*Aim*.
Copy the data from its first line through the line containing "49L167 51L170 51L175", substituting "upper-left corner" for "top-left corner" and changing nothing else.

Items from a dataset
• • • • •

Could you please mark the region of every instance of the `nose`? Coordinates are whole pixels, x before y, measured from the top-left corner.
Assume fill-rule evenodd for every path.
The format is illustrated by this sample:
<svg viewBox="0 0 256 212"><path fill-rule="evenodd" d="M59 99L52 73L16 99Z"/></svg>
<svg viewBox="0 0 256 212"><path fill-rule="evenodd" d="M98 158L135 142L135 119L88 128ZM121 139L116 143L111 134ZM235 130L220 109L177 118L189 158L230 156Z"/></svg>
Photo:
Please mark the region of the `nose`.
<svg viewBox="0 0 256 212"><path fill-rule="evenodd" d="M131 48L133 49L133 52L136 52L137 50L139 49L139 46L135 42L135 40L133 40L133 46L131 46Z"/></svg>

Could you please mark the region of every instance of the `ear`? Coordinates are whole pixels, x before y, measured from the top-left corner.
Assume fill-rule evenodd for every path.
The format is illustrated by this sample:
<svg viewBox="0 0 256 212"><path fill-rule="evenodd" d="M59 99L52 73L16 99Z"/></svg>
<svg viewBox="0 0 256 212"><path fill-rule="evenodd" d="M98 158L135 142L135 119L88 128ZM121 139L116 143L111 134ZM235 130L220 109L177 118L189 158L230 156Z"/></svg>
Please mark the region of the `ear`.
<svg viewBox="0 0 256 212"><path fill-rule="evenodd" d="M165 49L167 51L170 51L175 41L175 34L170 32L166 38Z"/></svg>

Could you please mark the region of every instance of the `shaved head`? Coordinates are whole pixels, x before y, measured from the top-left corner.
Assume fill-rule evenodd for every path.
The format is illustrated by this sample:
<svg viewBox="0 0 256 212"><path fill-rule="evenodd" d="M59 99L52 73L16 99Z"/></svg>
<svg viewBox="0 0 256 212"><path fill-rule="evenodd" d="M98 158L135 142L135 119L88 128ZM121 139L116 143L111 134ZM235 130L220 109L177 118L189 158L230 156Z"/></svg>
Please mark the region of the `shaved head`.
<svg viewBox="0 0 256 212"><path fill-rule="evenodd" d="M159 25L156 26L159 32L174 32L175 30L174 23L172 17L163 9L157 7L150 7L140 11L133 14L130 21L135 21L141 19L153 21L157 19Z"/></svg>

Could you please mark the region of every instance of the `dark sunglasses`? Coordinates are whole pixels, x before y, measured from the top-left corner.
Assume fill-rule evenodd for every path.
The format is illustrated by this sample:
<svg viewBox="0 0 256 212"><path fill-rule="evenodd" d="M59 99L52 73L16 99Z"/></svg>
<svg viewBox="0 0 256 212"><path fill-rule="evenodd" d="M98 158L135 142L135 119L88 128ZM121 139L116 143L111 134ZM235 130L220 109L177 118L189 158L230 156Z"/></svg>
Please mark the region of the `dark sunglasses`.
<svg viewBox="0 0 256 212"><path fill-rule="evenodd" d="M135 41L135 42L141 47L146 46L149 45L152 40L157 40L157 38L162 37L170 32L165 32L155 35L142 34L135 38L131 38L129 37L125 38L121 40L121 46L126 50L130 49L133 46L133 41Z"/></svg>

• • • • •

*Solution to this task*.
Could you please mark the region of every instance of the `nose`? Coordinates are whole pixels, x before y, measured from the upper-left corner.
Assume fill-rule evenodd for every path.
The format is illustrated by this sample:
<svg viewBox="0 0 256 212"><path fill-rule="evenodd" d="M59 99L52 73L16 99Z"/></svg>
<svg viewBox="0 0 256 212"><path fill-rule="evenodd" d="M98 158L135 142L135 119L88 128ZM121 139L116 143L111 134ZM235 130L220 109L177 118L189 158L230 156Z"/></svg>
Photo:
Please mark the region of the `nose`.
<svg viewBox="0 0 256 212"><path fill-rule="evenodd" d="M131 48L133 49L133 52L136 52L137 50L139 49L139 46L135 42L135 40L133 40L133 46L131 46Z"/></svg>

Could you please mark the region of every instance of the `ear`? Coordinates are whole pixels, x before y, measured from the upper-left corner.
Assume fill-rule evenodd for every path.
The format is illustrated by this sample:
<svg viewBox="0 0 256 212"><path fill-rule="evenodd" d="M59 99L52 73L16 99Z"/></svg>
<svg viewBox="0 0 256 212"><path fill-rule="evenodd" d="M98 158L135 142L135 119L88 128ZM121 139L116 143L111 134ZM235 130L220 109L177 118L189 158L230 156Z"/></svg>
Please mark the region of the `ear`.
<svg viewBox="0 0 256 212"><path fill-rule="evenodd" d="M165 49L167 51L170 51L175 41L175 34L170 32L166 38Z"/></svg>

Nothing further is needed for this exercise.